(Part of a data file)

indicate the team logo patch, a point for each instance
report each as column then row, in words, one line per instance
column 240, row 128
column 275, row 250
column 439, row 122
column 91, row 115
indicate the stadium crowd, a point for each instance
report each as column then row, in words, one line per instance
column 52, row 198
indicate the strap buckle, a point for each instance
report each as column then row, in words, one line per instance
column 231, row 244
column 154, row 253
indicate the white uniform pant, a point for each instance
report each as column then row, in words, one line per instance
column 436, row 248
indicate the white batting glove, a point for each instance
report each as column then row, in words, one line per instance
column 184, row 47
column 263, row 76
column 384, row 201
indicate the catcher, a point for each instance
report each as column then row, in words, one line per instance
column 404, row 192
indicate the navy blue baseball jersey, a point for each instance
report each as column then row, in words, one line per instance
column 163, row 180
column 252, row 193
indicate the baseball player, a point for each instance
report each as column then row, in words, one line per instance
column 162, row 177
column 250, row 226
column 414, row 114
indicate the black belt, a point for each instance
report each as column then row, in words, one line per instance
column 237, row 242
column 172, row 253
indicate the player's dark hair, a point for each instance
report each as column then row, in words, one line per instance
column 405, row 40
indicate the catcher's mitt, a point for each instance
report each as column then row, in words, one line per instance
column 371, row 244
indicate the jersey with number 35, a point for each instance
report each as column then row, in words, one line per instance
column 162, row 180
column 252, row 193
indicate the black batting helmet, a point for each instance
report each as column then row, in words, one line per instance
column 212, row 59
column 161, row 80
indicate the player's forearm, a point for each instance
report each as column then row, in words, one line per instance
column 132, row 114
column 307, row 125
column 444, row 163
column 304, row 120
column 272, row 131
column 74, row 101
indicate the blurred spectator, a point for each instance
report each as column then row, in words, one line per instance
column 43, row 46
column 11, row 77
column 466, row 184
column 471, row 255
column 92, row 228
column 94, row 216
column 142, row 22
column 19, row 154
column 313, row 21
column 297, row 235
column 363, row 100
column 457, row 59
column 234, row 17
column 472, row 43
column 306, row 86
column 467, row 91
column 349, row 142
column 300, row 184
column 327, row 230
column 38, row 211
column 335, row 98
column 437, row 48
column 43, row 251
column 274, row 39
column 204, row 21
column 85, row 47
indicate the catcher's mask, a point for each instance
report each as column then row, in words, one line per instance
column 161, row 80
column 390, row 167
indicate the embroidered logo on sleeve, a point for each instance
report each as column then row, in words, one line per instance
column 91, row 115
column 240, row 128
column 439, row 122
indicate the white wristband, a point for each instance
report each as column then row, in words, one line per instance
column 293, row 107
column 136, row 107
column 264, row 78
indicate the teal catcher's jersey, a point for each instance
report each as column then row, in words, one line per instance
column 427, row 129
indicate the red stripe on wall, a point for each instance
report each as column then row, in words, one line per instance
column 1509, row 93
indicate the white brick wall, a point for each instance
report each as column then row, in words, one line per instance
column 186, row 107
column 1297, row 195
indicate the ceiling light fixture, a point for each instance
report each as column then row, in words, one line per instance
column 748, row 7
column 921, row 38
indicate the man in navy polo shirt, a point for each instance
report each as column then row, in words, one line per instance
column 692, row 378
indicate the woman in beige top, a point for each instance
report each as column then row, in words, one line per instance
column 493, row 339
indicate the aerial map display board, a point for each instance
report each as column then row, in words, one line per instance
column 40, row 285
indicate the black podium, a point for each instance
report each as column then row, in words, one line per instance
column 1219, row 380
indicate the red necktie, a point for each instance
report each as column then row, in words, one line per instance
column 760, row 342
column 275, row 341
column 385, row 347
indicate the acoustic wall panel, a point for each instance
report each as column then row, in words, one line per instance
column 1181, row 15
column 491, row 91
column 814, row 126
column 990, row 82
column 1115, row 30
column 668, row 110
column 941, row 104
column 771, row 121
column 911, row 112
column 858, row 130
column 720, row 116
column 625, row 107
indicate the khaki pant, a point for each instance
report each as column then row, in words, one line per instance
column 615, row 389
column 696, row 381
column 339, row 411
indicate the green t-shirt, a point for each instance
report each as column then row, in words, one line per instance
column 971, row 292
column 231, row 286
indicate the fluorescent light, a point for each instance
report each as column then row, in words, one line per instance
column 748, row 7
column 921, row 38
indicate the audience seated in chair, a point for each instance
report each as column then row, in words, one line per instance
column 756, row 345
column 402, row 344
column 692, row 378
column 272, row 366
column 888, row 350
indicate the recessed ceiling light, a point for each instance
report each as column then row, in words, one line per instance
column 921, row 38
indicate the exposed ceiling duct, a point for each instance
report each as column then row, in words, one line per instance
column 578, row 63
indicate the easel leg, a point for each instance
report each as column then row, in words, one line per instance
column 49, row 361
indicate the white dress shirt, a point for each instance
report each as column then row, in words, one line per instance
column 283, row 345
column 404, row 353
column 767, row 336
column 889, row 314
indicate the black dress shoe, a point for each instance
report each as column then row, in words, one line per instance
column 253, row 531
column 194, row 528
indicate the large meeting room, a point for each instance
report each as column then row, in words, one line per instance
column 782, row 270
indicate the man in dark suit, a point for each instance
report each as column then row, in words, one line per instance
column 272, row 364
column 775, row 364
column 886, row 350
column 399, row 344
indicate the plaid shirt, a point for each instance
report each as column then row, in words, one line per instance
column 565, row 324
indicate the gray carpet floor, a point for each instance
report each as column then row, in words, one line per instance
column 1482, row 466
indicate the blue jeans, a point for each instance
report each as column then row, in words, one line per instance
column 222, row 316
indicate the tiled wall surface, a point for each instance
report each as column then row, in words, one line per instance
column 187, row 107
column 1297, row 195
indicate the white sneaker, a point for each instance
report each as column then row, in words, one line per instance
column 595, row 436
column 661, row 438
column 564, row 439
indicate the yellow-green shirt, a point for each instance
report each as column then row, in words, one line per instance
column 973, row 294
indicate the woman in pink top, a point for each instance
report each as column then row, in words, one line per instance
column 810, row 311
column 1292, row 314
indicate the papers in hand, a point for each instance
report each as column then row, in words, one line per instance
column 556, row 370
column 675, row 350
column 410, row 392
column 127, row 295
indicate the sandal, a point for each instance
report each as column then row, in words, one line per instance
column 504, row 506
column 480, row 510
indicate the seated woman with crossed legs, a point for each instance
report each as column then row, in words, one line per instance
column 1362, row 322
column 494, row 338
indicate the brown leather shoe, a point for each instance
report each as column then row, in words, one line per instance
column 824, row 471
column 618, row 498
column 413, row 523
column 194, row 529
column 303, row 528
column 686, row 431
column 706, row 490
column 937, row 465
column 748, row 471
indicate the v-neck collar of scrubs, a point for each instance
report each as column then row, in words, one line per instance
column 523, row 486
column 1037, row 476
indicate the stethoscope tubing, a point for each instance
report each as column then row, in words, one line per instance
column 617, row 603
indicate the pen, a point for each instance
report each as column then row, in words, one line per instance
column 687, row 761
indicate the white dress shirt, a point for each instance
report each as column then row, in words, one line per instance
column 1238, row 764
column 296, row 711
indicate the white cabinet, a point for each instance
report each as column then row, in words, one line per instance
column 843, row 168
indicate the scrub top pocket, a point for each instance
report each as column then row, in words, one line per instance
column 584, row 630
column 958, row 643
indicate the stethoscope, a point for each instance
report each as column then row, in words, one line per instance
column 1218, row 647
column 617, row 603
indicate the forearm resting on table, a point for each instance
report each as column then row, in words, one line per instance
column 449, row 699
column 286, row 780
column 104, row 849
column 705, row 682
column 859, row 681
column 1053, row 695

Objective:
Every record above should be output exactly.

Answer to this problem:
indicate the team logo patch, a point for each instance
report each as column then row, in words, one line per instance
column 240, row 128
column 275, row 250
column 439, row 122
column 91, row 115
indicate the stadium crowd, a point for each instance
report each as column then row, in words, one line per instance
column 52, row 198
indicate the strap buckle, a point for each instance
report each as column then row, in words, one line per instance
column 231, row 244
column 154, row 253
indicate the white uniform pant, a point for each instance
report each as column then row, in words, one line per instance
column 436, row 248
indicate the white batting glove, a point for each instance
report each as column then row, in words, one line per instance
column 184, row 47
column 263, row 76
column 384, row 201
indicate the catcher, a point for each instance
report each as column then row, in words, one line per instance
column 404, row 192
indicate the navy blue baseball jersey, a point for each instance
report each as column then row, in words, one line per instance
column 163, row 180
column 252, row 193
indicate the baseball player, a point for each instance
report each as column then row, in words, one line per instance
column 162, row 177
column 250, row 226
column 414, row 114
indicate the black belt, a point for each instance
report each as column then row, in words, one line per instance
column 237, row 242
column 172, row 253
indicate the player's dark hair, a point for each instance
report each as column then row, in words, one line per instance
column 405, row 40
indicate the catcher's mitt, a point for each instance
report each as column then row, in words, one line per instance
column 371, row 244
indicate the jersey with number 35, a point for each instance
report each as column then row, in words, one line per instance
column 162, row 180
column 252, row 193
indicate the black batting helmet, a point for each instance
report each as column then row, in words, one line per instance
column 212, row 59
column 161, row 80
indicate the player's forearm, a point for each instance
report each as column then row, in words, one line per instance
column 132, row 114
column 307, row 125
column 444, row 163
column 304, row 120
column 272, row 131
column 74, row 101
indicate the blurred spectator, a point for each instance
report each as column then row, in words, one line per instance
column 43, row 46
column 11, row 77
column 466, row 184
column 471, row 255
column 92, row 228
column 94, row 216
column 142, row 22
column 19, row 154
column 313, row 21
column 297, row 235
column 363, row 100
column 457, row 59
column 234, row 17
column 472, row 43
column 306, row 86
column 467, row 91
column 349, row 142
column 300, row 184
column 327, row 230
column 38, row 211
column 335, row 98
column 437, row 48
column 43, row 251
column 274, row 39
column 204, row 21
column 85, row 47
indicate the catcher's mask, a point for each instance
report each as column then row, in words, one line per instance
column 161, row 80
column 390, row 167
indicate the embroidered logo on sleeve, a point for each instance
report each as column then row, in words, one line per instance
column 91, row 115
column 240, row 128
column 439, row 122
indicate the white wristband, a point for each instance
report each as column then row, in words, one line per instance
column 293, row 107
column 136, row 107
column 264, row 78
indicate the teal catcher's jersey, a point for each instance
report each as column then row, in words, one line per instance
column 427, row 129
indicate the red stripe on wall, a point for each instance
report each as column then row, in words, one line per instance
column 1509, row 93
indicate the white brick wall, a point for each instance
report each as column then row, in words, one line per instance
column 186, row 107
column 1297, row 195
indicate the ceiling light fixture, a point for each instance
report each as column then row, in words, one line per instance
column 748, row 7
column 921, row 38
indicate the man in navy polo shirt, a point for each instance
report each as column then row, in words, one line per instance
column 692, row 378
indicate the woman in beige top, a point for each instance
report each as column then row, in words, one line per instance
column 493, row 339
indicate the aerial map display board, a point for each instance
report each as column then row, in words, one line per instance
column 40, row 285
indicate the black podium, a point for each instance
report each as column then row, in words, one line per instance
column 1219, row 380
indicate the red necktie, a point for each instance
report each as column then row, in words, one line per instance
column 760, row 342
column 275, row 341
column 385, row 347
indicate the acoustic wall panel, a point for each instance
report each as column then row, in words, one line per instance
column 1181, row 15
column 491, row 91
column 814, row 126
column 990, row 82
column 1115, row 30
column 668, row 110
column 941, row 104
column 771, row 121
column 911, row 112
column 858, row 130
column 720, row 116
column 625, row 107
indicate the khaki pant, a point for each instance
report each as column then row, in words, one line per instance
column 615, row 389
column 696, row 381
column 339, row 411
indicate the green t-shirt, a point for each instance
report each as column then row, in words, one line per instance
column 971, row 292
column 231, row 286
indicate the fluorescent light, a point for each instance
report each as column then row, in words, one line per instance
column 748, row 7
column 921, row 38
indicate the audience seated in chair, a point for each instance
report each as column then row, in words, one line per instance
column 756, row 345
column 402, row 344
column 692, row 378
column 272, row 366
column 888, row 350
indicate the recessed ceiling light, a point for each instance
report each as column then row, in words, one line per instance
column 921, row 38
indicate the exposed ceiling duct, a point for each instance
report each as column then row, in words, one line per instance
column 578, row 63
indicate the easel leg, a point for each instance
report each as column then row, in words, one line per instance
column 49, row 361
indicate the white dress shirt, a point for each instance
report each as column then row, in words, one line per instance
column 283, row 345
column 404, row 353
column 767, row 336
column 889, row 314
indicate the black dress shoe, a point for each instance
report each as column then row, in words, one line per instance
column 253, row 531
column 194, row 528
indicate the large meeting room, a point for each instance
report each as column then row, in words, one line per instance
column 782, row 270
indicate the man in dark suit, a point for each instance
report each as column then row, in words, one line per instance
column 272, row 364
column 775, row 364
column 886, row 350
column 399, row 344
indicate the plaid shirt, a point for each instance
report each as column then row, in words, one line per instance
column 565, row 324
indicate the gray carpet floor, a point for each instance
report each as column then row, in words, one line per instance
column 1482, row 466
indicate the blue jeans, a point for each instance
report each as column then row, in words, one line per instance
column 222, row 316
indicate the tiled wall surface, a point for each instance
report each as column then row, in words, one line per instance
column 187, row 107
column 1297, row 195
indicate the white sneaker, a point for each instance
report each as column then row, in words, one line per instance
column 595, row 436
column 661, row 438
column 564, row 439
indicate the yellow-green shirt, a point for each instance
report each as column then row, in words, one line per instance
column 973, row 294
indicate the woman in pink top, a point for each instance
report each as column then row, in words, one line per instance
column 810, row 311
column 1292, row 314
indicate the papers in hand, a point for each instance
report each as column then row, in words, one line per instance
column 556, row 370
column 675, row 350
column 410, row 392
column 127, row 295
indicate the sandal, a point for each instance
report each as column then row, in words, one line per instance
column 504, row 506
column 480, row 510
indicate the seated woman with crossed legs, a point for each instance
report each as column then row, in words, one line per instance
column 1362, row 322
column 494, row 338
indicate the brown leather shoe, a point for each instance
report each as column then row, in words, one line per instance
column 824, row 471
column 618, row 498
column 413, row 523
column 194, row 529
column 303, row 528
column 686, row 431
column 706, row 490
column 937, row 465
column 748, row 471
indicate the v-neck collar of scrubs, a point for each instance
report each as column then row, in words, one line per instance
column 523, row 486
column 1037, row 476
indicate the stethoscope tubing, a point for each instance
report each as column then row, in words, one line per instance
column 617, row 603
indicate the pen, a point for each instance
report each as column then row, in words, one line per instance
column 687, row 761
indicate the white dress shirt, a point for each instance
report each as column then row, in words, one line per instance
column 1238, row 764
column 296, row 711
indicate the white cabinet, a point for each instance
report each as column then row, in words, one line per instance
column 843, row 168
indicate the scrub top pocket, a point for each instance
report each as column then row, in words, one line per instance
column 584, row 630
column 958, row 643
indicate the stethoscope, a point for each instance
report each as column then row, in words, one line per instance
column 1218, row 647
column 617, row 603
indicate the forearm resting on table, a point for each instance
report each as column then row, in words, one line per instance
column 449, row 699
column 286, row 780
column 104, row 849
column 705, row 682
column 859, row 681
column 1053, row 695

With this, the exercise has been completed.